Work task:
Print each record exactly, with no word added or removed.

Records for this task:
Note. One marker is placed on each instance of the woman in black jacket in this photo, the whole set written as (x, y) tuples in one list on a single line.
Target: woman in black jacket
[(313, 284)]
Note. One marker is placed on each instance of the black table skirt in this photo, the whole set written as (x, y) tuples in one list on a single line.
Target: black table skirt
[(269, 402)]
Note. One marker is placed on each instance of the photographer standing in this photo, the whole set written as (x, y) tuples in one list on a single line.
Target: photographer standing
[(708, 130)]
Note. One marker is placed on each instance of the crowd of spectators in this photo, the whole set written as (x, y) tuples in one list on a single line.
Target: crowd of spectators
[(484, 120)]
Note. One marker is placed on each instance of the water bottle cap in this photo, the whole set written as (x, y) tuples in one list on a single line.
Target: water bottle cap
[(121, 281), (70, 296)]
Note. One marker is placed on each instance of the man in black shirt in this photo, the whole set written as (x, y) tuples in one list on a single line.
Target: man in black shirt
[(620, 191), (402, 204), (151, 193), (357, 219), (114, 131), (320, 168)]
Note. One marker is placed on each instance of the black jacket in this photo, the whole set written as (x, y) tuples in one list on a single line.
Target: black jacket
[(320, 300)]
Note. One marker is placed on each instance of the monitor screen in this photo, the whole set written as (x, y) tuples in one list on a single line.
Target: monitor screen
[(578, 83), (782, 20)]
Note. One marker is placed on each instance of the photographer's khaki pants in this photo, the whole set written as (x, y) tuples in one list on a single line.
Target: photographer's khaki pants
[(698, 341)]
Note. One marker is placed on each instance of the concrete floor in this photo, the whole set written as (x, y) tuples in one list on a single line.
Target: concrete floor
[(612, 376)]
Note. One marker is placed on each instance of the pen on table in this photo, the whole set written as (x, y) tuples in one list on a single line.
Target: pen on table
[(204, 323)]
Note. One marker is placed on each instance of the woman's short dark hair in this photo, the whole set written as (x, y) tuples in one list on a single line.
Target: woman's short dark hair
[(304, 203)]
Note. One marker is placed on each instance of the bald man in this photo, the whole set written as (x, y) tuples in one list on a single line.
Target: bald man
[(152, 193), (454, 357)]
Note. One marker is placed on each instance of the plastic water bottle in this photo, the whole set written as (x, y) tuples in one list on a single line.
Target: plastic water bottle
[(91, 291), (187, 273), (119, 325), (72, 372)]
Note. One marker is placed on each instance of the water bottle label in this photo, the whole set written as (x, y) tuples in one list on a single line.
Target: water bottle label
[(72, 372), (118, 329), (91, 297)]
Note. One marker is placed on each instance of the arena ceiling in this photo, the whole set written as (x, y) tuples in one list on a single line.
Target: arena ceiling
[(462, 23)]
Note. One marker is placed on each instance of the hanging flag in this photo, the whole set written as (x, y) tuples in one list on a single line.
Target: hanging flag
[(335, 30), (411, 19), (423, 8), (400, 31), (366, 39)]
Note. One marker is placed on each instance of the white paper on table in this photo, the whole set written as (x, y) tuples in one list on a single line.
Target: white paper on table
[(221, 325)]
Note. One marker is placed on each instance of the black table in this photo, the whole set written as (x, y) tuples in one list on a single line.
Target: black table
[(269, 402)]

Exercise result:
Note. One marker is placed on each instance of the woman in black jacket in this photo, the whole set written as (x, y) tuples in one list on a single line.
Target: woman in black jacket
[(313, 284)]
Note. One marker is placed on each instance of the black table skirt in this photo, the whole set written as (x, y) tuples in one list on a single line.
Target: black table skirt
[(269, 402)]
Note. One marker is placed on each instance of the photographer standing in this photo, the whole set written as (x, y) tuples in one list on a single line.
Target: photographer standing
[(708, 130)]
Note. One marker is placed on each instance of the crowd of spectators in this photo, the whole set written as (x, y) tuples in one list on a single line.
Target: crowd of spectators
[(484, 120)]
Note. One marker is placed on each instance of the water bottle cap in this photo, the whole set written as (x, y) tuples in one list on a single line.
Target: water bottle cap
[(121, 281), (70, 296)]
Note. One marker is placed on each instance of the man in black shirt in this photo, the whole set written as (x, y) tuples in one list on a single line.
Target: man in black shirt
[(620, 191), (402, 204), (151, 193), (357, 219), (114, 131), (320, 168)]
Note. One marker is placed on each instance of the black jacket in this photo, the whole set written as (x, y) tuples in one list on a single line.
Target: black jacket
[(320, 300)]
Note. One marker is placed on each instance of the monitor screen in this photo, the whole set written as (x, y) tuples in one list on a single line.
Target: monitor screen
[(578, 83), (782, 20)]
Note. One marker is placed on each instance of the photographer's khaki pants in this photo, the whole set written as (x, y) tuples in one list on a single line.
Target: photographer's khaki pants
[(698, 341)]
Note. One marker is placed on each instance of the concrete floor in this photo, the whole set written as (x, y) tuples in one list on a single line.
Target: concrete floor
[(612, 376)]
Note. One marker is placed on each instance of the pen on table in this photo, the whole set written as (x, y) tuples in one list on a single line.
Target: pen on table
[(204, 323)]
Note. One marker is placed on each instance of the woman's short dark hair in this photo, the whole set written as (x, y) tuples in one list on a single line.
Target: woman's short dark hair
[(304, 203)]
Note. One marker is placed on each instance of the bald man in this photo, the whole set written as (x, y) tuples in one list on a single line.
Target: bald man
[(152, 193), (454, 357)]
Note. One marker is placed on each instance of the plastic water bottle in this photo, the whole set written as (x, y) tuples in one list on a single line.
Target: plastic water bottle
[(91, 291), (187, 273), (119, 325), (72, 372)]
Note. One marker is placed on each instance of the water bottle label in this photo, the whole set written as (x, y) tuples in one list on a single line.
Target: water bottle label
[(72, 372), (118, 329), (91, 297)]
Note. One marker is placed on each instance of the arena ceiling in this photo, the whole set written as (x, y) tuples in one list on a single line.
Target: arena ceiling
[(462, 23)]
Note. One marker is placed on each instance of the hanging flag in this photo, the whole set written as (x, y) tuples in one list on a single line.
Target: hanging flag
[(335, 30), (411, 19), (423, 8), (400, 31), (366, 39)]
Note. One marker is placed on each instance of the white paper on table in this photo, the whole set written as (x, y) tuples in one list on a single line.
Target: white paper on table
[(221, 325)]
Note. One marker is placed on each instance of the black table in this photo, the whole set written as (x, y) tuples in one list on a single line.
Target: black table
[(269, 402)]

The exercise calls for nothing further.